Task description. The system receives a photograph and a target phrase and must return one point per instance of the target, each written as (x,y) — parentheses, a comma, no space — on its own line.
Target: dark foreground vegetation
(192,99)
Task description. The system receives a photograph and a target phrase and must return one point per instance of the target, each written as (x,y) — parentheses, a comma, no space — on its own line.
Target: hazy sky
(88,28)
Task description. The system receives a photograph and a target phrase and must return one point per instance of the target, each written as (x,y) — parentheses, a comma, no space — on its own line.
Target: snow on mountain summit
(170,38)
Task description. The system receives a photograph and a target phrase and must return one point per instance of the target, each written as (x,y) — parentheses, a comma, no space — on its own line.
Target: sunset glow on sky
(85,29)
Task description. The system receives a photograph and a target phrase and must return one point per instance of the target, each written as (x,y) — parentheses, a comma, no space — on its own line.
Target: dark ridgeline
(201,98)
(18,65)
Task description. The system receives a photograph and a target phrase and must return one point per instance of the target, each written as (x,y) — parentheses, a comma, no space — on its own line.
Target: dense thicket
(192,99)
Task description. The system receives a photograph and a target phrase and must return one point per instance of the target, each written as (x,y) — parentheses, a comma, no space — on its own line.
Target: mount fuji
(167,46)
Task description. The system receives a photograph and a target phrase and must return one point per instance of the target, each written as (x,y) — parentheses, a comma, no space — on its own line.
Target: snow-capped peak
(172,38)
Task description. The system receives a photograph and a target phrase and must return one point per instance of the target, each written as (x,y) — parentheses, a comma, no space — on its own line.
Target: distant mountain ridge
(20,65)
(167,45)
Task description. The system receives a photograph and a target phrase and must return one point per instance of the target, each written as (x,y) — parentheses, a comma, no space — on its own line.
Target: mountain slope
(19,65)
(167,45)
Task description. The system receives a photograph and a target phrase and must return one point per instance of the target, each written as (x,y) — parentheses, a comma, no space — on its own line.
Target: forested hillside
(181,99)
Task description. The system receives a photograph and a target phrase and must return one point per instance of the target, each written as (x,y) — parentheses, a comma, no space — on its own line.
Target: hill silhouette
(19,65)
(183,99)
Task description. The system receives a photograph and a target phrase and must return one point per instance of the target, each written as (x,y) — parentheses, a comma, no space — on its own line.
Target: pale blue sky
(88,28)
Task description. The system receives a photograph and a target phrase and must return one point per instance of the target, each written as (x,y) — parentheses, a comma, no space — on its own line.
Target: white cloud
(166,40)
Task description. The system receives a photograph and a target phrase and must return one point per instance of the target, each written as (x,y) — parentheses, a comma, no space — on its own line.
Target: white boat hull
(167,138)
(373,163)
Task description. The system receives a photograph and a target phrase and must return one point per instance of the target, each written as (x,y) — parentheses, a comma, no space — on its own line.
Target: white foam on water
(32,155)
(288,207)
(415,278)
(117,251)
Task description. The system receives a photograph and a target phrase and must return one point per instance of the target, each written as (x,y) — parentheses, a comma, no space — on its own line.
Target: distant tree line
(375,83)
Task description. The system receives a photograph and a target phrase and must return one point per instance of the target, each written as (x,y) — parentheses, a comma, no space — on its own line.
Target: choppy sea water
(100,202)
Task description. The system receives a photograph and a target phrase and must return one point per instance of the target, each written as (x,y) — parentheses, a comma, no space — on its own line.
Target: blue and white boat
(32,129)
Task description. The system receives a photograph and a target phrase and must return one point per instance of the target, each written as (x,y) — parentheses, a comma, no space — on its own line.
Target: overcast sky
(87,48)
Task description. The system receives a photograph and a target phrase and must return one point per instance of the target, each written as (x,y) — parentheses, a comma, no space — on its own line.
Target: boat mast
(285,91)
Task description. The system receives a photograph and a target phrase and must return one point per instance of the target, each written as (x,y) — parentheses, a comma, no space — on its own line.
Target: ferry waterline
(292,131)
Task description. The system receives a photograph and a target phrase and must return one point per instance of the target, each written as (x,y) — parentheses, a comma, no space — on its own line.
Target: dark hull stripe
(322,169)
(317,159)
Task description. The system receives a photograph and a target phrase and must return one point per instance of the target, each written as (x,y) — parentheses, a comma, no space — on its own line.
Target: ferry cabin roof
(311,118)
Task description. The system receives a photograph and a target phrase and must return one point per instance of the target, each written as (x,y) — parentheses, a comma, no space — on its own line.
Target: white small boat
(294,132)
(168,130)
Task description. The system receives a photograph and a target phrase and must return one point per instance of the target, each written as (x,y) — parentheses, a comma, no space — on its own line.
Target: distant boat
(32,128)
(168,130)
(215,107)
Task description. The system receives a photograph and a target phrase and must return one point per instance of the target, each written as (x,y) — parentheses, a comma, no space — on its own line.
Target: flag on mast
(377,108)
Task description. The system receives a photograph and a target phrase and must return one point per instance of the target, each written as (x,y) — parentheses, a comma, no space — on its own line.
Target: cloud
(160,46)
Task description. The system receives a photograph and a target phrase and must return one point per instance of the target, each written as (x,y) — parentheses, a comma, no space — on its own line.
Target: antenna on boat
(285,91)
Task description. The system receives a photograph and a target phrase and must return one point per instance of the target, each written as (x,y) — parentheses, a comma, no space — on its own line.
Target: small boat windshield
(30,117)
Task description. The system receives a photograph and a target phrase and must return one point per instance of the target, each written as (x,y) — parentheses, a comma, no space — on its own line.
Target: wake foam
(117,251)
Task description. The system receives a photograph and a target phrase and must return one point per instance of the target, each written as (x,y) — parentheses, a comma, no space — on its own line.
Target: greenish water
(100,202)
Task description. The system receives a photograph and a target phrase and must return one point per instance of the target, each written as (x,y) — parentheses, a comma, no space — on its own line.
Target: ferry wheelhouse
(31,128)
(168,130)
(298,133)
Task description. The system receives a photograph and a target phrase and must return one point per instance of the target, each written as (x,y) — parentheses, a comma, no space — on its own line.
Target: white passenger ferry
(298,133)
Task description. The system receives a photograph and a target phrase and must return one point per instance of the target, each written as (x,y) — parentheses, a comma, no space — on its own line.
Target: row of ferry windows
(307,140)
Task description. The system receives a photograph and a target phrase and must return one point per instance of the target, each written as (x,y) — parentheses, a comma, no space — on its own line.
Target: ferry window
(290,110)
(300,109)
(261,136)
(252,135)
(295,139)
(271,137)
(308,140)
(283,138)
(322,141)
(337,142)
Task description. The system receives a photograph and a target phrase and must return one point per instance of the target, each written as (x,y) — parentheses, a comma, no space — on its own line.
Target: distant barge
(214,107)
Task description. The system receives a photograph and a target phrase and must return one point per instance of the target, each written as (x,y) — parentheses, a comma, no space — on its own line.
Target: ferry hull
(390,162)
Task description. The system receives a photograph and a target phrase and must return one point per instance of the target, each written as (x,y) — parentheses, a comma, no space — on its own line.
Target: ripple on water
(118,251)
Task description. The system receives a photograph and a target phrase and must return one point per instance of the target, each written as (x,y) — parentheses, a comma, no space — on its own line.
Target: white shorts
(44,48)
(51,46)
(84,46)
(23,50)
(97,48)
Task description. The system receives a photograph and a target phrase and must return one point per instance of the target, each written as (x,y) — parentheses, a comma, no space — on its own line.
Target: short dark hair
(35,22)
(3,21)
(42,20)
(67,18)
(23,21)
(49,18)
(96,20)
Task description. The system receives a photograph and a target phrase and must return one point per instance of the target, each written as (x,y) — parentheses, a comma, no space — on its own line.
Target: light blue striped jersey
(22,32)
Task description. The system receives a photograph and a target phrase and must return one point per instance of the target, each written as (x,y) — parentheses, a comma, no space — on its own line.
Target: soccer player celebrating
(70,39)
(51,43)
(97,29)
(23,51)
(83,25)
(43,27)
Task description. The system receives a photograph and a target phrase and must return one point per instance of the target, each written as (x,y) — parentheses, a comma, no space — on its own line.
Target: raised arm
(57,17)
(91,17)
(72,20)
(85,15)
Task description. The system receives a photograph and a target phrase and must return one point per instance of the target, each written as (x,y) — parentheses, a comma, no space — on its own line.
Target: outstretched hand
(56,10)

**Directions**
How many lines in the data above contain the string "mast"? Reply with only the number.

**Completed exercise**
2